- _Text under study_
<<<<
UCOP’s revised SVSH policy expands on live hearing processes, accuser protections
Janet Napolitano, president of the University of California, announced revisions to the University Sexual Violence and Sexual Harassment Policy earlier this month. Changes detailed a new structure for investigating complaints. (Daily Bruin file photo)
August 25, 2019 11:34 pm
The University of California Office of the President revised its sexual violence and sexual harassment policy Aug. 1, which detailed a new structure for investigating complaints.
In January, an appellate court ruled that California colleges and universities must hold live hearings to resolve certain sexual misconduct cases. UCOP made immediate changes in order to comply with these rulings and issued an interim policy in March.
Janet Napolitano, president of the University of California, announced the newly revised version of the policy, including Appendix E of the Policies Applying to Campus Activities, Organizations and Students, which deals with live hearings and the credibility of both parties and witnesses.
Key revisions to the SVSH policy include changes to definitions of sexual misconduct, extension of the formal investigation process from 60 days to 90 days, changes to improve clarity and a provision for the Title IX officer to initiate investigation under certain circumstances without a clearly identifiable accused or accuser.
The revised Appendix E focuses on the implications and processes of the live hearing model.
The UC’s sexual violence and sexual harassment policy details the formal procedures for resolving complaints of misconduct when the accused are students. Appendix E specifically outlines the five stages of sexual misconduct cases, including reporting, investigation, opportunity to contest, hearing and appeal, and what procedures are required in each stage.
The live hearing model allows either party to propose questions to be asked of each other and witnesses during the hearing. However, the hearing officer first screens the questions to ensure they are relevant, and not harassing or unduly repetitive, according to the UCOP website.
Various measures, such as possible physical or visual separation of the parties involved and the ability to have an advisor and support person, are in place throughout the process, according to the UCOP website.
UCOP spokesperson Elisa Smith said in an email statement that UCOP wants to ensure an investigation process that resolves allegations of sexual violence and sexual harassment with respect and compassion.
Smith said UCOP sought a wide variety of input from students, faculty and staff across the UC system to best inform its decisions.
“Through a process that began in spring 2018, the Systemwide Title IX Office sought and received significant input on UC’s 2016 SVSH policy from students, faculty and staff from across the system,” Smith said. “The office considered all of the input carefully, and consulted on responsive changes with Title IX officers, Student Conduct directors, CARE directors and Respondent Services Coordinators; and the Title IX Student Advisory Board.”
Despite UCOP including several measures that attempt to promote the well-being of students, some students said they are still concerned that the live hearing model is not efficient and will deter affected students from reporting.
Atreyi Mitra, a researcher on sexual violence and sexual harassment for the UC Student Association and a third-year human biology and society student, said she worries the UCLA Title IX office does not have the capacity to switch to the live hearing model.
“The office is already overwhelmed with the caseload they have,” Mitra said. “My hope is that UCLA will work to better staff and support the Title IX office so that it will be able to handle these new changes as well as conducting investigations in a more timely manner.”
Mitra said the revised policy does consider students’ safety, but she still fears the exacerbation of underreporting due to the enforcement of traumatic live hearings.
>>>>
- _Task set_
a: From the article on the revised UC misconduct policy, set down the passage starting with "Various measures, such" and going on through "respect and compassion.".
b: In the article on the revised UC misconduct policy, the formal investigation process was extended from 60 days to how many days?

- _Dataset records_
<<<<
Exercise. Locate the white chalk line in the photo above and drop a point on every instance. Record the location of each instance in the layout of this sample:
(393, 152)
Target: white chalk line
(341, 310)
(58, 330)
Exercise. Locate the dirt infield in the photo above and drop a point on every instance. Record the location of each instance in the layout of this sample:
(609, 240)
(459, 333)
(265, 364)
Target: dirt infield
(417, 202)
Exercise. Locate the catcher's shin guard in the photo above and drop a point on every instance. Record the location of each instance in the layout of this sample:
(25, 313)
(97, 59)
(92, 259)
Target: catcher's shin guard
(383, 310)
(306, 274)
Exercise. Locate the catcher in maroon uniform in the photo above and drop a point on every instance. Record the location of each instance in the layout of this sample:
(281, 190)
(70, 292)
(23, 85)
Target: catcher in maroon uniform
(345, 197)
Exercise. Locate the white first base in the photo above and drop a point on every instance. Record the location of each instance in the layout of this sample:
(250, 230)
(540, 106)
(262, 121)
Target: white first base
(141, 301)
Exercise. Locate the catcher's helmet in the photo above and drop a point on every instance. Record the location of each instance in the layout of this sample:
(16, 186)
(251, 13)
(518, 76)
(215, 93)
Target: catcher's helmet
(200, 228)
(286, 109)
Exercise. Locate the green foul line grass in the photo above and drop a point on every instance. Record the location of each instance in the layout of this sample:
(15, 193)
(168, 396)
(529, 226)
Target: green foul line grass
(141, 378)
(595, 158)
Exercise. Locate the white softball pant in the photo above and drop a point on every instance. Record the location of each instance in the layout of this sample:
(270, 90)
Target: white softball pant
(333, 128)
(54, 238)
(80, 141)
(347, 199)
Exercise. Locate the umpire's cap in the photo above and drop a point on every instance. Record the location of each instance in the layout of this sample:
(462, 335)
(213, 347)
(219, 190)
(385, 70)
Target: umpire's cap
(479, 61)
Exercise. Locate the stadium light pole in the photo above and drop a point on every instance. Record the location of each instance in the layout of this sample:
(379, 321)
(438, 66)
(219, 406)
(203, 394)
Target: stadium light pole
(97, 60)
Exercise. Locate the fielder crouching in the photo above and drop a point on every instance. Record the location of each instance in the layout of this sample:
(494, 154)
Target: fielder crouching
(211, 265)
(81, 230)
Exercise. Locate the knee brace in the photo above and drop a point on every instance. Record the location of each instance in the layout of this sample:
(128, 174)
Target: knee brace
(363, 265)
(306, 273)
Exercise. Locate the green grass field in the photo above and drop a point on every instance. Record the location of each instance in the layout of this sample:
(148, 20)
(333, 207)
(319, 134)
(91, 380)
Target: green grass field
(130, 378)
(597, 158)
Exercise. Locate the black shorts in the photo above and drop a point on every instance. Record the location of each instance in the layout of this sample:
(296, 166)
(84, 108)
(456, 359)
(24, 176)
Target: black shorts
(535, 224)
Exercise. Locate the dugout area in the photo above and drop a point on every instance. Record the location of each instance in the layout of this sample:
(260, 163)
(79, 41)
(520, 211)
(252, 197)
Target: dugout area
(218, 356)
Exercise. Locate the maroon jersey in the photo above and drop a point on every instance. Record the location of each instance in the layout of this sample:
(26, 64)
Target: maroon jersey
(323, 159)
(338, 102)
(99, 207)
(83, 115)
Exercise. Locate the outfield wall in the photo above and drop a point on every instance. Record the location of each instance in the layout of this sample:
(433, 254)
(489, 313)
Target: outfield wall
>>>>
- _Answers to the exercises_
a:
Various measures, such as possible physical or visual separation of the parties involved and the ability to have an advisor and support person, are in place throughout the process, according to the UCOP website.
UCOP spokesperson Elisa Smith said in an email statement that UCOP wants to ensure an investigation process that resolves allegations of sexual violence and sexual harassment with respect and compassion.

b: 90 days